[Recorded data Boundary: Start]
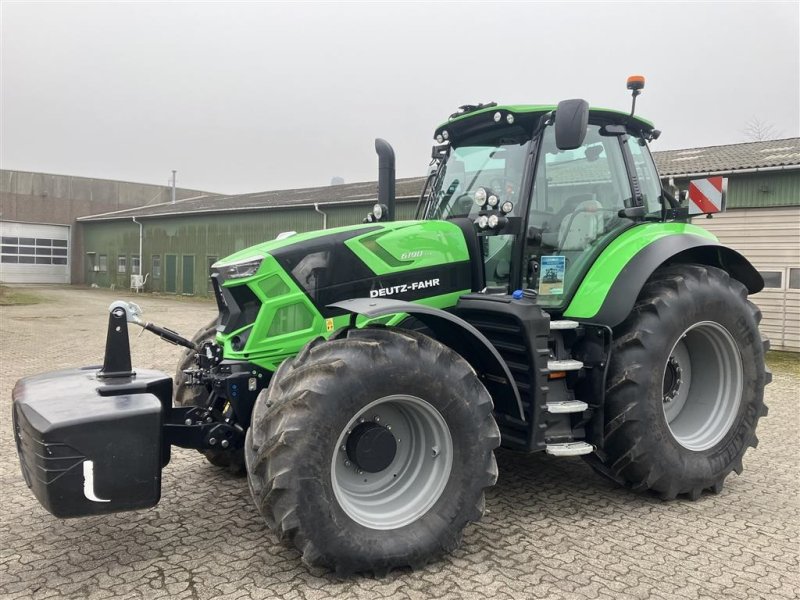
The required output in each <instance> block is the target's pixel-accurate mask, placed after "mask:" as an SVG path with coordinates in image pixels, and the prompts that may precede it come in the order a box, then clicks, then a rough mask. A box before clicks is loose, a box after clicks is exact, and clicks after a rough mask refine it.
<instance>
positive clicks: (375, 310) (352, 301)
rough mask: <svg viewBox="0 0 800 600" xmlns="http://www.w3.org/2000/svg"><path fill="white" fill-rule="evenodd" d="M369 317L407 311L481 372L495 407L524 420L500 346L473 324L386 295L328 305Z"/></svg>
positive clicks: (521, 403) (437, 337)
mask: <svg viewBox="0 0 800 600" xmlns="http://www.w3.org/2000/svg"><path fill="white" fill-rule="evenodd" d="M329 306H330V308H338V309H341V310H344V311H347V312H349V313H351V314H353V315H362V316H364V317H368V318H370V319H372V318H376V317H383V316H386V315H393V314H400V313H405V314H409V315H413V316H414V317H415V318H417V319H419V321H421V322H422V323H423V324H424V325H425V326H426V327H428V329H430V330H431V331H432V332H433V337H435V338H436V340H438V341H439V342H441V343H442V344H444V345H445V346H448V347H449V348H451V349H453V350H454V351H455V352H457V353H458V354H459V355H460V356H462V357H463V358H464V360H466V361H467V362H468V363H469V364H470V365H471V366H472V368H473V369H475V372H476V373H477V374H478V377H479V378H480V380H481V382H482V383H483V384H484V386H486V389H487V390H488V391H489V393H490V394H491V395H492V399H493V400H494V405H495V410H497V411H498V412H501V413H504V414H508V415H511V416H514V417H516V418H518V419H520V420H522V421H525V413H524V411H523V408H522V400H521V399H520V395H519V390H518V389H517V385H516V383H515V382H514V377H513V376H512V375H511V372H510V371H509V370H508V365H506V363H505V361H504V360H503V358H502V357H501V356H500V354H499V353H498V352H497V349H496V348H495V347H494V346H493V345H492V343H491V342H490V341H489V340H488V339H486V337H485V336H484V335H483V334H482V333H481V332H480V331H478V330H477V329H475V328H474V327H473V326H472V325H470V324H469V323H467V322H466V321H464V320H463V319H461V318H459V317H457V316H455V315H453V314H450V313H449V312H446V311H443V310H440V309H438V308H432V307H430V306H424V305H422V304H414V303H413V302H405V301H402V300H390V299H385V298H355V299H352V300H344V301H342V302H337V303H335V304H331V305H329Z"/></svg>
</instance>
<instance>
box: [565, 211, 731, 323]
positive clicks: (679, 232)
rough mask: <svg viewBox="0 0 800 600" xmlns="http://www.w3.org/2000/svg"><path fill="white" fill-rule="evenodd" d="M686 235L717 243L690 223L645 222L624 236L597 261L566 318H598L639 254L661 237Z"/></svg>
[Recorded data Boundary: End]
▶ **Problem statement**: Repeat, without changes, every line from the one that contains "</instance>" through the final line of the data.

▶ **Result of this task**:
</instance>
<instance>
box: [565, 211, 731, 323]
positive clicks: (679, 232)
rough mask: <svg viewBox="0 0 800 600" xmlns="http://www.w3.org/2000/svg"><path fill="white" fill-rule="evenodd" d="M686 235L717 243L690 223L645 222L624 236L597 261L566 318H598L639 254L661 237Z"/></svg>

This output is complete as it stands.